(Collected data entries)

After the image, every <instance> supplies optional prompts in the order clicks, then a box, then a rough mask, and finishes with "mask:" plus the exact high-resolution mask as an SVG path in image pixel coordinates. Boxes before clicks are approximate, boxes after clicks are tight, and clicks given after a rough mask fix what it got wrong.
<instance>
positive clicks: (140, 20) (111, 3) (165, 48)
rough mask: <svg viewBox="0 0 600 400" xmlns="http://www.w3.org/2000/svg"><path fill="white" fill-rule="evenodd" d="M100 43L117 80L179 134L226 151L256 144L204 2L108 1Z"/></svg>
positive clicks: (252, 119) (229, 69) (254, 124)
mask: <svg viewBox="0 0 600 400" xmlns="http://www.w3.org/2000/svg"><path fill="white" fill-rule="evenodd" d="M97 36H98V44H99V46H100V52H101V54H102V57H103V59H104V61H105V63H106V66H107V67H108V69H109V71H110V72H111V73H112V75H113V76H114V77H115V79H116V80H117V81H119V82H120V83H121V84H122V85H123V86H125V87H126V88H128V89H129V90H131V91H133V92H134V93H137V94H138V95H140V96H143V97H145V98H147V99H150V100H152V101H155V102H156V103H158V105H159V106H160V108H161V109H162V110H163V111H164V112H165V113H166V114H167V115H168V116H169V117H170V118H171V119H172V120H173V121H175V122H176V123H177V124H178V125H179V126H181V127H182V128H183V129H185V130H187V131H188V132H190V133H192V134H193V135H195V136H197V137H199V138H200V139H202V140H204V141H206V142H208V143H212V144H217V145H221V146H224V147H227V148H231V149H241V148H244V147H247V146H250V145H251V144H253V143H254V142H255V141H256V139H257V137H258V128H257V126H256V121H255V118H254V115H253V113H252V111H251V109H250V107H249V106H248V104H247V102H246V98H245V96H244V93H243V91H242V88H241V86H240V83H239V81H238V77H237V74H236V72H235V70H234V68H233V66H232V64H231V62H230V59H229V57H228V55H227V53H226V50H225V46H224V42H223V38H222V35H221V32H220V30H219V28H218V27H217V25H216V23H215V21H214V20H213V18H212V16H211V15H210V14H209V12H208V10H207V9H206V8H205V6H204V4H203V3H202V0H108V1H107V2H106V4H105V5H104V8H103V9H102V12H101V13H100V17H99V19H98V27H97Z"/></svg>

▶ **WORK INSTRUCTION**:
Your task is to print all of the records exactly.

▶ **ANSWER AREA**:
After the image, every <instance> supplies optional prompts in the order clicks, then a box, then a rough mask, and finishes with "mask:" plus the exact high-resolution mask as an SVG path in image pixel coordinates. Boxes before clicks are approximate, boxes after clicks are tight, and clicks given after a rough mask fix what it got wrong.
<instance>
positive clicks: (140, 20) (111, 3) (165, 48)
rough mask: <svg viewBox="0 0 600 400" xmlns="http://www.w3.org/2000/svg"><path fill="white" fill-rule="evenodd" d="M100 43L117 80L179 134L226 151L256 144L204 2L108 1Z"/></svg>
positive clicks: (252, 119) (229, 69) (254, 124)
mask: <svg viewBox="0 0 600 400" xmlns="http://www.w3.org/2000/svg"><path fill="white" fill-rule="evenodd" d="M97 36H98V44H99V46H100V52H101V54H102V57H103V59H104V61H105V63H106V66H107V67H108V69H109V71H110V72H111V73H112V75H113V76H114V77H115V79H116V80H117V81H119V82H120V83H121V84H122V85H123V86H125V87H126V88H128V89H129V90H131V91H133V92H134V93H137V94H138V95H140V96H143V97H145V98H147V99H150V100H152V101H155V102H156V103H158V105H159V106H160V108H161V109H162V110H163V111H164V112H165V113H166V114H167V115H168V116H169V117H170V118H171V119H172V120H173V121H175V122H176V123H177V124H178V125H179V126H181V127H182V128H183V129H185V130H187V131H188V132H190V133H192V134H193V135H195V136H197V137H199V138H200V139H202V140H204V141H206V142H208V143H212V144H217V145H221V146H224V147H227V148H231V149H241V148H244V147H247V146H250V145H251V144H253V143H254V142H255V141H256V139H257V137H258V128H257V126H256V121H255V118H254V115H253V113H252V111H251V109H250V107H249V106H248V104H247V102H246V98H245V96H244V93H243V91H242V88H241V86H240V83H239V81H238V77H237V74H236V72H235V70H234V68H233V66H232V64H231V62H230V59H229V57H228V55H227V53H226V50H225V46H224V42H223V38H222V35H221V32H220V30H219V28H218V27H217V25H216V23H215V21H214V20H213V18H212V16H211V15H210V14H209V12H208V10H207V9H206V8H205V6H204V4H203V3H202V0H108V1H107V2H106V4H105V5H104V8H103V9H102V12H101V13H100V17H99V19H98V27H97Z"/></svg>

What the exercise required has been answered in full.